**抜粋文**.
○ ○ ○ ○
左の上肺の部分にガンの病巣があります。
レントゲン写真を示しながら医師はそう言った。
長くて半年でしょう。
結核と同じ病院で診断され,早島の病院へ転院,それから
1年くらいしてからか
微熱が下がらないので,再び,倉敷の中央病院へもどり
検査を受けた。
以前に私は,十二指腸潰瘍の手術を受けたことがあって
看護婦さんから,人の中の身体はきれいだ。と聞いていた。
会社に病欠届をだして,中庄にある川崎医大の大部屋8人部屋に
はいったものの。入院中に8人のうち5人が
ガンでなくなった。
となりの50代の奥さんは,私は未亡人になる。未亡人。未亡人。
と夫のいないところで,つぶやいた。
向かいの笠岡から来た漁師さんは痛みが治まらない。鎮痛剤も
効かなくなり,センセイ。殺してくれ。殺してくれ。
と医師に懇願した。
屈強な身体もガンに体力を奪われ,目だけが異様に大きく見えた。
大の大人が痛みに耐えられず,声を上げる。
その痛みは,私も体験している。
川崎医大に転院する前,わたしは大阪の高石にある小さな病院へ
居た。春闘の時期で組合事務所でのビラの印刷,織り込みを終え
事務所に詰めていたのだが,午前5時頃,痛みに耐えられず
洗面所の流しで吐血した。
それから会社の寮に帰り待合室で横になり,病院が開くのを待っていたのだが
強烈な激痛に襲われ。
どうにもガマンできず,生まれて初めて救急車を呼んだ。
病院へ付き,しばらくして,何度も吐血。
どうやら十二指腸が破裂したらしい。(笑)
3時間ほど腹の中に棒を突っ込まれグリグリかき回されるような激痛。
身体がマヒしているのだろう。また平穏な時間が訪れ,それが何度も
繰り返される。破裂する予兆はあったのだが
ガマンした。
一度,破裂すると痛みが治まらない。横になっても足を絡ませる。
ベットの上で前かがみに膝を抱える姿勢をとる。
3時間おきの鎮痛剤も効かない。
そのうち夜も昼もわからなくなる。痛みだけは続いている。
意識が混濁してもうろうとする。
それが3日3晩続き,やっと納まる。
○ ○ ○ ○
**データ欄**.
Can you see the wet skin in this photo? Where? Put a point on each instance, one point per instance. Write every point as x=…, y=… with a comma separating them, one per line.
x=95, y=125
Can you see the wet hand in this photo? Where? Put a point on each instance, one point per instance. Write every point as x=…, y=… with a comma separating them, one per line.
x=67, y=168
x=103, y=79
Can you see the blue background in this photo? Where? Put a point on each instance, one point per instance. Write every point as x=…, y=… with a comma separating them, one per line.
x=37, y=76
○ ○ ○ ○
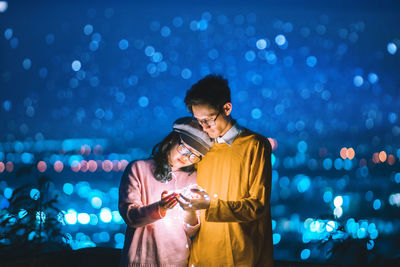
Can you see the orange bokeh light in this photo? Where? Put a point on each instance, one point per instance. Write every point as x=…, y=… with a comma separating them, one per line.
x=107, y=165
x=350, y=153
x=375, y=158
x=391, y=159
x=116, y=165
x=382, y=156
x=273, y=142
○ ○ ○ ○
**取り組む課題**.
1 > この抜粋に出てくる地名は何ですか。すべて挙げてください。
2 > この抜粋の「どうにもガマンできず,生まれて初めて救急車を呼んだ。」から「意識が混濁してもうろうとする。」までの部分を、そのまま書き写してください。
答えるときは、この抜粋だけを手がかりにしてください。

**課題ごとの解答**.
1 > 早島、倉敷、中庄、笠岡、大阪、高石

2 >
どうにもガマンできず,生まれて初めて救急車を呼んだ。
病院へ付き,しばらくして,何度も吐血。
どうやら十二指腸が破裂したらしい。(笑)
3時間ほど腹の中に棒を突っ込まれグリグリかき回されるような激痛。
身体がマヒしているのだろう。また平穏な時間が訪れ,それが何度も
繰り返される。破裂する予兆はあったのだが
ガマンした。
一度,破裂すると痛みが治まらない。横になっても足を絡ませる。
ベットの上で前かがみに膝を抱える姿勢をとる。
3時間おきの鎮痛剤も効かない。
そのうち夜も昼もわからなくなる。痛みだけは続いている。
意識が混濁してもうろうとする。